§ WHAT IS NEEDED: Restate the whole listing exactly.

§ SUPPLIED INFORMATION:
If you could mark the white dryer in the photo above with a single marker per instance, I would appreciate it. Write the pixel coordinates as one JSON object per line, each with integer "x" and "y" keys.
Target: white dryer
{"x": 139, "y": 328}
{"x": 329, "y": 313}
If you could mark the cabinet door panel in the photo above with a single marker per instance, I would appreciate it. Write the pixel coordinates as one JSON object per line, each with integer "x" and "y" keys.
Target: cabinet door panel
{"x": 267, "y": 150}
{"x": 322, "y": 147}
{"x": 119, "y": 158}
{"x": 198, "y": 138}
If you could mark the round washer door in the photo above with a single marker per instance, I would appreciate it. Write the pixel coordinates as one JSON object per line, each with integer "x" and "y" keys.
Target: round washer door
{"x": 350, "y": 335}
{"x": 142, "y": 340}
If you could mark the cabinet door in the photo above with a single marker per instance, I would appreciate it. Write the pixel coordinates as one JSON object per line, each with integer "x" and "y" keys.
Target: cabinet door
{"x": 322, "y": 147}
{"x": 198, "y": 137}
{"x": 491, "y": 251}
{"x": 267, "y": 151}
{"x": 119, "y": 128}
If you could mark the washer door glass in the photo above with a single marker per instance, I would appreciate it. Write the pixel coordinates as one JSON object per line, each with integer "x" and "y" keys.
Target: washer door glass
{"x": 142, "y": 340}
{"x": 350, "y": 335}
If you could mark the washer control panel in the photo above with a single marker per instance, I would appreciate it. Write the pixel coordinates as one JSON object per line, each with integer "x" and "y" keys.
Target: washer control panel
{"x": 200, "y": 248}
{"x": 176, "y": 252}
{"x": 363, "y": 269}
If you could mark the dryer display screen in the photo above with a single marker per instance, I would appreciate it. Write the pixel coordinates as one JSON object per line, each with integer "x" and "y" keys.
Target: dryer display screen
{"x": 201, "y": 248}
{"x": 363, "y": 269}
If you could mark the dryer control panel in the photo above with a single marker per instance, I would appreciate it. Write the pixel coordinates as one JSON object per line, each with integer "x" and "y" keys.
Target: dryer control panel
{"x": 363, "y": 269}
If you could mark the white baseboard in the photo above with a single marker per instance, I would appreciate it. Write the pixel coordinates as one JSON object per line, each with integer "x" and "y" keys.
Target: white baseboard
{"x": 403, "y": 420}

§ ANSWER:
If you could mark the white dryer in the photo above with a single marker per instance, I would appreciate it. Write the pixel coordinates as one JSON object per line, each with integer "x" and "y" keys.
Target: white dryer
{"x": 139, "y": 328}
{"x": 329, "y": 313}
If you could mark the cabinet door panel in the photo above with a single marker per instance, I would appreciate it. Write the pixel coordinates as one JSON object per line, each with integer "x" and "y" keys.
Target: cabinet door panel
{"x": 267, "y": 150}
{"x": 322, "y": 147}
{"x": 119, "y": 158}
{"x": 198, "y": 138}
If you could mark the round washer door in the photo above with a single marker per instance, I would appreciate it. Write the pixel coordinates as one JSON object per line, each with integer "x" and "y" keys.
Target: round washer door
{"x": 350, "y": 335}
{"x": 142, "y": 340}
If you could mark the cabinet door in the photo above with a single marker per instance, I would appreciate it. Write the pixel coordinates as one JSON object per line, each with integer "x" and "y" keys.
Target: cabinet door
{"x": 322, "y": 147}
{"x": 198, "y": 137}
{"x": 491, "y": 251}
{"x": 267, "y": 151}
{"x": 119, "y": 128}
If you could mark the washer door glass in the photo above with a single marker per instance, I would appreciate it. Write the pixel coordinates as one JSON object per line, each with integer "x" and "y" keys.
Target: washer door glass
{"x": 142, "y": 340}
{"x": 350, "y": 335}
If you could mark the washer control panel in the photo above with a single marker per instance, I would appreciate it. Write the pixel coordinates as one JSON object per line, each with integer "x" and "y" keys.
Target: washer control panel
{"x": 200, "y": 248}
{"x": 176, "y": 252}
{"x": 363, "y": 269}
If you could mark the dryer display screen in the photo above with a single marker per instance, I would appreciate it. Write the pixel coordinates as one JSON object per line, each with integer "x" and "y" keys.
Target: dryer display screen
{"x": 201, "y": 248}
{"x": 363, "y": 269}
If you could mark the dryer control panel in the photo above with a single marker per instance, I would appreciate it. Write the pixel coordinates as one JSON object per line, each with integer "x" and "y" keys.
Target: dryer control panel
{"x": 363, "y": 269}
If you could mark the white baseboard in the photo above with a single marker per instance, I would appreciate it. Write the pixel coordinates as one JSON object per line, each with integer "x" and "y" keys.
Target: white baseboard
{"x": 403, "y": 420}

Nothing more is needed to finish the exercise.